Reproduce every line of the material below, character for character.

= LISTED RECORDS =
◇ ◇ ◇ ◇

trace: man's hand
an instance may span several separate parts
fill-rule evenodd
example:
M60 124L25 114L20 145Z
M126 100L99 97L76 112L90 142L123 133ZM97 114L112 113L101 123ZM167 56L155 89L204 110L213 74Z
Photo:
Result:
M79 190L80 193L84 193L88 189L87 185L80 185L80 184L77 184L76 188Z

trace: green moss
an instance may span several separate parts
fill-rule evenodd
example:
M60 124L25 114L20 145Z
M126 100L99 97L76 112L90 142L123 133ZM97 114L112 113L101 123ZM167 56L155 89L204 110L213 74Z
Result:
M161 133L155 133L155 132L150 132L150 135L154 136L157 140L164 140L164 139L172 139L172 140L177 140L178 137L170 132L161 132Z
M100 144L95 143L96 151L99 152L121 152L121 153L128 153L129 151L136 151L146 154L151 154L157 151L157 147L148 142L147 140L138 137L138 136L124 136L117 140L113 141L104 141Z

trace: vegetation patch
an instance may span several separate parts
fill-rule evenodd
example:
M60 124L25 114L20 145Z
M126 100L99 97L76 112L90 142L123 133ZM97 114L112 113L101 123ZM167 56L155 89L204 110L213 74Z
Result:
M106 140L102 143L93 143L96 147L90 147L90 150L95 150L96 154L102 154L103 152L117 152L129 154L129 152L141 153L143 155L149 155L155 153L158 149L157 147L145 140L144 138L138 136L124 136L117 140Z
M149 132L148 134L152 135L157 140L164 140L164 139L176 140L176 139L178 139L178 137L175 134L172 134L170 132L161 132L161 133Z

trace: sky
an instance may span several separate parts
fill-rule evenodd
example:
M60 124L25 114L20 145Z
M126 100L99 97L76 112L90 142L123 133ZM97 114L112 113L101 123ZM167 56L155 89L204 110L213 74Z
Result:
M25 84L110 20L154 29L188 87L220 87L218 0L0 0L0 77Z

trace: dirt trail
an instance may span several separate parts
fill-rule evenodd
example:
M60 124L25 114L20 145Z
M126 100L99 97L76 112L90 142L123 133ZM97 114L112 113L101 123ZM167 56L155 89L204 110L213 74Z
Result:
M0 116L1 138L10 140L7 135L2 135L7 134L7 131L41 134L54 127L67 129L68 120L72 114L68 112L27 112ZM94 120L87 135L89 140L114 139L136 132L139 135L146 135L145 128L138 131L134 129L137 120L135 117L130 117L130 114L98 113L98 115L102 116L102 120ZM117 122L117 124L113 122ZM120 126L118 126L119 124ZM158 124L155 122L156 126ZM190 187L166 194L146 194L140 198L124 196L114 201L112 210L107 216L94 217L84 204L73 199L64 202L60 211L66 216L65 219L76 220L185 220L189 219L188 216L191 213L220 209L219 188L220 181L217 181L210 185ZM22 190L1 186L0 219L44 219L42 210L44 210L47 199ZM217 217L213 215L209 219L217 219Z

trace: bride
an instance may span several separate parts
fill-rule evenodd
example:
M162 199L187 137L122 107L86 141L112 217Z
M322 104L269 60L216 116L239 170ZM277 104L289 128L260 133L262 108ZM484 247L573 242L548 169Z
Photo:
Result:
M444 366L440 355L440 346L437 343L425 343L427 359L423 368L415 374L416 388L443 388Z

◇ ◇ ◇ ◇

= RESPONSE =
trace: man's hand
an instance may span several separate parts
fill-rule evenodd
example:
M60 124L25 114L20 145Z
M126 100L99 97L76 112L90 142L123 133ZM97 114L112 113L101 123ZM167 56L155 89L204 110L213 74Z
Photo:
Result:
M79 190L80 193L84 193L88 189L87 185L80 185L80 184L77 184L76 188Z

trace: green moss
an instance may span several separate parts
fill-rule evenodd
example:
M60 124L25 114L20 145Z
M126 100L99 97L76 112L90 142L123 133ZM97 114L112 113L101 123ZM167 56L155 89L204 110L213 74Z
Result:
M161 133L155 133L155 132L150 132L150 135L154 136L157 140L164 140L164 139L172 139L172 140L177 140L178 137L170 132L161 132Z
M100 144L95 143L96 151L99 152L121 152L121 153L128 153L129 151L136 151L146 154L151 154L157 151L157 147L148 142L147 140L138 137L138 136L124 136L117 140L113 141L104 141Z

trace: vegetation patch
an instance may span several separate parts
fill-rule evenodd
example:
M60 124L25 114L20 145Z
M126 100L99 97L76 112L90 142L123 133ZM97 114L112 113L101 123ZM167 56L155 89L204 110L213 74Z
Result:
M106 140L102 143L93 143L96 147L90 147L90 150L95 150L96 154L102 154L103 152L117 152L129 154L129 152L141 153L143 155L149 155L155 153L158 149L157 147L145 140L144 138L138 136L124 136L117 140Z
M149 132L148 134L152 135L157 140L164 140L164 139L176 140L176 139L178 139L178 137L175 134L172 134L170 132L161 132L161 133Z

trace: sky
an instance may span several separate parts
fill-rule evenodd
example:
M60 124L25 114L20 145Z
M126 100L99 97L76 112L90 142L123 133ZM97 114L112 113L101 123ZM167 56L155 89L204 110L213 74Z
Result:
M25 84L110 20L154 29L188 87L220 87L218 0L0 0L0 77Z

trace: dirt trail
an instance may span several separate parts
fill-rule evenodd
example:
M60 124L25 114L20 145Z
M126 100L99 97L76 112L90 142L123 133ZM97 114L112 113L101 123ZM167 56L155 89L204 110L213 74Z
Result:
M0 116L1 138L10 140L7 135L2 135L7 134L7 131L41 134L54 127L67 129L68 120L72 114L68 112L27 112ZM94 120L87 135L89 140L114 139L136 132L139 135L146 135L145 128L138 131L134 129L137 120L135 117L130 117L130 114L98 113L98 115L102 116L102 120ZM117 122L117 124L113 122ZM120 126L118 126L119 124ZM158 124L155 122L156 126ZM190 187L166 194L146 194L140 198L124 196L114 201L112 210L107 216L94 217L84 204L73 199L64 202L60 211L66 216L65 219L76 220L185 220L189 219L188 216L191 213L220 209L219 188L220 181L217 181L210 185ZM22 190L1 186L0 219L44 219L42 210L44 210L47 199ZM217 217L213 215L209 219L217 219Z

trace: bride
an instance may span several separate parts
fill-rule evenodd
example:
M162 199L187 137L122 107L86 141L112 217Z
M322 104L269 60L216 116L239 170ZM277 104L289 128L260 133L262 108ZM484 247L573 242L548 169Z
Photo:
Result:
M444 366L440 355L440 346L437 343L425 343L427 359L423 368L415 374L416 388L443 388Z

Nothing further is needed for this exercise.